- [Your task]: For each line in the data below, write an exact copy.

Collection entries

========

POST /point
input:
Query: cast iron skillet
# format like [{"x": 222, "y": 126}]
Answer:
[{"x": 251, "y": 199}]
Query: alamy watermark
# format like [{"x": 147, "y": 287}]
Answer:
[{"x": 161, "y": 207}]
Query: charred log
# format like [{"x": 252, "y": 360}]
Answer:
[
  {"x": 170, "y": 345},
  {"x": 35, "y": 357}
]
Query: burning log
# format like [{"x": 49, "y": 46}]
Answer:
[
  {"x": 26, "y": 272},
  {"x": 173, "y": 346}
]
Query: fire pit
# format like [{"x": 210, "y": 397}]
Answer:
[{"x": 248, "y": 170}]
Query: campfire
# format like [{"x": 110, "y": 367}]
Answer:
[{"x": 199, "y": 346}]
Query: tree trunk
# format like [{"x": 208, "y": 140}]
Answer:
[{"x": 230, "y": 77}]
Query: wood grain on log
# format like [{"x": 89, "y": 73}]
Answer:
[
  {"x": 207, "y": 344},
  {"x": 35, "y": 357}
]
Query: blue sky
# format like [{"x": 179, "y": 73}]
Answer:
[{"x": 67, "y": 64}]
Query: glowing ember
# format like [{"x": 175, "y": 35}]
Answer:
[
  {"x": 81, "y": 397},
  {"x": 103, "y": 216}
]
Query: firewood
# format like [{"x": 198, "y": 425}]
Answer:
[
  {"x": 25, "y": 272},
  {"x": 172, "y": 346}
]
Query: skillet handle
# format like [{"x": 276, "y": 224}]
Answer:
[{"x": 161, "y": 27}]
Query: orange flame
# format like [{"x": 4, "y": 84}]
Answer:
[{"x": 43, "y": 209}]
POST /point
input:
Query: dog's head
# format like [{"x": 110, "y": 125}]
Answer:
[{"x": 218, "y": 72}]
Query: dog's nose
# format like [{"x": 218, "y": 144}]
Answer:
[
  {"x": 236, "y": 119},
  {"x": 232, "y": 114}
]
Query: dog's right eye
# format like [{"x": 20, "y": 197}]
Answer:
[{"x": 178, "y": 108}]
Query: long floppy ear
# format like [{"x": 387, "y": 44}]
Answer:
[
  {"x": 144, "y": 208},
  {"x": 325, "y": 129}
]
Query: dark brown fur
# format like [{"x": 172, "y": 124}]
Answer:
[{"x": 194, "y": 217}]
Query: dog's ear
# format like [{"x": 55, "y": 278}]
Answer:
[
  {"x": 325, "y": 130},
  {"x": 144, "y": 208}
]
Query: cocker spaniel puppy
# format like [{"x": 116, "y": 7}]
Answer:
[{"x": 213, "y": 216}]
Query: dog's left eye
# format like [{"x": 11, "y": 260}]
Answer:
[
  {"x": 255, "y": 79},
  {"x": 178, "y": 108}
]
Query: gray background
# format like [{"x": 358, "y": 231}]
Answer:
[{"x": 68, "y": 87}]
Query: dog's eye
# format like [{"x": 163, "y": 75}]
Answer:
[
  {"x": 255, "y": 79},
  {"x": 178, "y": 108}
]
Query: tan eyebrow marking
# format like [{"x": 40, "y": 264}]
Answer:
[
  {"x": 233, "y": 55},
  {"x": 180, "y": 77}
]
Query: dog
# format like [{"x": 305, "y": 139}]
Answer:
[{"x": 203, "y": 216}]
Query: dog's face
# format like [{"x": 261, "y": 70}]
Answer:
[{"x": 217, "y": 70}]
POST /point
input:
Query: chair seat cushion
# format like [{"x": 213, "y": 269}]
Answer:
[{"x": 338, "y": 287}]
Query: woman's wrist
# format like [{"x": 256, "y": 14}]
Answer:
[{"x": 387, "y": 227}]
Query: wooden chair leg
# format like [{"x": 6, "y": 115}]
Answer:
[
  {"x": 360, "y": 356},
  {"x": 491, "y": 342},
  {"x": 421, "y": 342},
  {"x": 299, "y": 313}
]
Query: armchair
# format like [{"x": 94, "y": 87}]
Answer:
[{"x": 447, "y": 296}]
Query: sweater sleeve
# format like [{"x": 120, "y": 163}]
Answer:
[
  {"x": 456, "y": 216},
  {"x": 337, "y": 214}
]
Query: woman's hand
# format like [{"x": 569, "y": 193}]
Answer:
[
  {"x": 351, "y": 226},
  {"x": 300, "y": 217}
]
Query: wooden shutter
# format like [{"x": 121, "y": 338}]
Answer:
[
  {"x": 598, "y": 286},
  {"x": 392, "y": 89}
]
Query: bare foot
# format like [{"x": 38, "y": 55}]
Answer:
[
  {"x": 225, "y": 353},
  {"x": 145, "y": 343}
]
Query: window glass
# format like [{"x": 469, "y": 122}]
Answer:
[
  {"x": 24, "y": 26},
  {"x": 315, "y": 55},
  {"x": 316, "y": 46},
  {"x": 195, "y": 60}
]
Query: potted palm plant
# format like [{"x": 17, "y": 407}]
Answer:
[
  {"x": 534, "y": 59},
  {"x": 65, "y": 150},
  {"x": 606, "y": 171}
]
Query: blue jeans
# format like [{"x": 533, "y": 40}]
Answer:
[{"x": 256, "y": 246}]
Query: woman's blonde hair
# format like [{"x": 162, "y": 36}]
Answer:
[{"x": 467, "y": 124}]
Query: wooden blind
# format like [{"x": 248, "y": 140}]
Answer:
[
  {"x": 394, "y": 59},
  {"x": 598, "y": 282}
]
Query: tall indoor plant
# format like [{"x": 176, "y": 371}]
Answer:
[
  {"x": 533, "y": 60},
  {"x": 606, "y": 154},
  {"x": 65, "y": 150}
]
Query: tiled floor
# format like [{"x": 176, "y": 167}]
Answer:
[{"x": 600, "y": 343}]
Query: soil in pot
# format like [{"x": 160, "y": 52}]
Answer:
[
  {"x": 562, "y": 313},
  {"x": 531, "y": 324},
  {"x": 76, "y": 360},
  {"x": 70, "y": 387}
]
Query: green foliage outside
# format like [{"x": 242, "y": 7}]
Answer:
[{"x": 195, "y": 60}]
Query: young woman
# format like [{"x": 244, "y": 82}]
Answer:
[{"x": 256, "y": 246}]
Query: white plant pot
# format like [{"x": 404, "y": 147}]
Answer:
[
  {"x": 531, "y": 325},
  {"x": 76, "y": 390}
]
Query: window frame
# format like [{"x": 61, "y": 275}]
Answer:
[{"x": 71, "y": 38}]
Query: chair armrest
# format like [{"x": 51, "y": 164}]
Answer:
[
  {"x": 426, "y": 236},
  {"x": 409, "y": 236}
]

========

- [Your response]:
POST /point
input:
Query: cast iron skillet
# format like [{"x": 222, "y": 126}]
Answer:
[{"x": 251, "y": 199}]
Query: alamy watermark
# format like [{"x": 147, "y": 287}]
Answer:
[{"x": 161, "y": 207}]
Query: charred log
# format like [{"x": 252, "y": 360}]
Answer:
[
  {"x": 170, "y": 345},
  {"x": 35, "y": 357}
]
Query: burning log
# format like [{"x": 49, "y": 46}]
Answer:
[
  {"x": 26, "y": 272},
  {"x": 173, "y": 346}
]
Query: fire pit
# format like [{"x": 210, "y": 397}]
Answer:
[{"x": 248, "y": 170}]
Query: campfire
# format like [{"x": 110, "y": 367}]
Answer:
[{"x": 199, "y": 346}]
Query: tree trunk
# format like [{"x": 208, "y": 140}]
Answer:
[{"x": 230, "y": 77}]
Query: wood grain on log
# format like [{"x": 89, "y": 73}]
Answer:
[
  {"x": 207, "y": 344},
  {"x": 35, "y": 357}
]
Query: blue sky
# format like [{"x": 179, "y": 73}]
Answer:
[{"x": 67, "y": 64}]
Query: glowing ember
# format like [{"x": 175, "y": 35}]
Answer:
[
  {"x": 81, "y": 397},
  {"x": 103, "y": 216}
]
Query: firewood
# format like [{"x": 198, "y": 425}]
Answer:
[
  {"x": 25, "y": 272},
  {"x": 172, "y": 346}
]
Query: skillet handle
# format like [{"x": 276, "y": 224}]
Answer:
[{"x": 161, "y": 27}]
Query: orange flame
# format like [{"x": 4, "y": 84}]
Answer:
[{"x": 43, "y": 209}]
POST /point
input:
Query: dog's head
# format like [{"x": 110, "y": 125}]
Answer:
[{"x": 218, "y": 72}]
Query: dog's nose
# format like [{"x": 218, "y": 144}]
Answer:
[
  {"x": 236, "y": 119},
  {"x": 232, "y": 114}
]
Query: dog's right eye
# format like [{"x": 20, "y": 197}]
Answer:
[{"x": 178, "y": 108}]
Query: long floppy ear
# format like [{"x": 387, "y": 44}]
Answer:
[
  {"x": 144, "y": 208},
  {"x": 325, "y": 129}
]
Query: dark brown fur
# format like [{"x": 172, "y": 124}]
Answer:
[{"x": 194, "y": 217}]
Query: dog's ear
# format like [{"x": 55, "y": 278}]
Answer:
[
  {"x": 325, "y": 130},
  {"x": 144, "y": 208}
]
Query: cocker spaniel puppy
# format like [{"x": 116, "y": 7}]
Answer:
[{"x": 213, "y": 216}]
Query: dog's left eye
# format like [{"x": 11, "y": 260}]
Answer:
[
  {"x": 255, "y": 79},
  {"x": 178, "y": 108}
]
Query: gray background
# format like [{"x": 358, "y": 231}]
Answer:
[{"x": 68, "y": 87}]
Query: dog's eye
# format like [{"x": 163, "y": 75}]
Answer:
[
  {"x": 255, "y": 79},
  {"x": 178, "y": 108}
]
Query: tan eyebrow marking
# format like [{"x": 40, "y": 264}]
Answer:
[
  {"x": 233, "y": 55},
  {"x": 180, "y": 77}
]
Query: dog
# format like [{"x": 305, "y": 139}]
Answer:
[{"x": 203, "y": 216}]
Query: dog's face
# format like [{"x": 261, "y": 70}]
Answer:
[{"x": 217, "y": 70}]
POST /point
input:
Query: chair seat cushion
# format like [{"x": 213, "y": 269}]
Answer:
[{"x": 338, "y": 287}]
Query: woman's wrist
# format like [{"x": 256, "y": 14}]
Answer:
[{"x": 387, "y": 227}]
Query: wooden chair leg
# format like [{"x": 6, "y": 115}]
Answer:
[
  {"x": 360, "y": 356},
  {"x": 491, "y": 342},
  {"x": 421, "y": 342},
  {"x": 299, "y": 313}
]
Query: armchair
# format like [{"x": 94, "y": 87}]
Answer:
[{"x": 447, "y": 296}]
Query: sweater sleeve
# format like [{"x": 120, "y": 163}]
Answer:
[
  {"x": 456, "y": 216},
  {"x": 337, "y": 214}
]
Query: woman's hand
# format like [{"x": 569, "y": 193}]
Answer:
[
  {"x": 351, "y": 226},
  {"x": 300, "y": 217}
]
Query: wooden shutter
# format like [{"x": 121, "y": 338}]
Answer:
[
  {"x": 598, "y": 286},
  {"x": 392, "y": 89}
]
Query: bare foot
# format like [{"x": 38, "y": 55}]
Answer:
[
  {"x": 225, "y": 353},
  {"x": 145, "y": 343}
]
Query: window glass
# format like [{"x": 469, "y": 122}]
Answer:
[
  {"x": 24, "y": 26},
  {"x": 315, "y": 55},
  {"x": 316, "y": 46},
  {"x": 195, "y": 60}
]
Query: potted palm plant
# format like [{"x": 17, "y": 407}]
Answer:
[
  {"x": 534, "y": 59},
  {"x": 65, "y": 150},
  {"x": 606, "y": 171}
]
Query: blue jeans
# format like [{"x": 533, "y": 40}]
Answer:
[{"x": 256, "y": 246}]
Query: woman's blonde hair
# format like [{"x": 162, "y": 36}]
Answer:
[{"x": 467, "y": 124}]
Query: wooden blind
# format like [{"x": 248, "y": 140}]
Answer:
[
  {"x": 394, "y": 59},
  {"x": 598, "y": 282}
]
Query: tall indoor plant
# format like [{"x": 176, "y": 371}]
Answer:
[
  {"x": 533, "y": 60},
  {"x": 606, "y": 154},
  {"x": 65, "y": 150}
]
Query: tiled floor
# format like [{"x": 176, "y": 167}]
Answer:
[{"x": 600, "y": 343}]
Query: soil in pot
# format like [{"x": 160, "y": 52}]
Answer:
[
  {"x": 562, "y": 313},
  {"x": 531, "y": 324},
  {"x": 76, "y": 360},
  {"x": 70, "y": 387}
]
Query: green foliage outside
# format like [{"x": 242, "y": 7}]
Answer:
[{"x": 195, "y": 60}]
Query: young woman
# format like [{"x": 244, "y": 82}]
Answer:
[{"x": 256, "y": 246}]
Query: white plant pot
# format like [{"x": 404, "y": 147}]
Answer:
[
  {"x": 531, "y": 325},
  {"x": 76, "y": 390}
]
Query: window frame
# format like [{"x": 61, "y": 275}]
Answer:
[{"x": 71, "y": 38}]
Query: chair armrest
# format like [{"x": 51, "y": 164}]
Answer:
[
  {"x": 426, "y": 236},
  {"x": 409, "y": 236}
]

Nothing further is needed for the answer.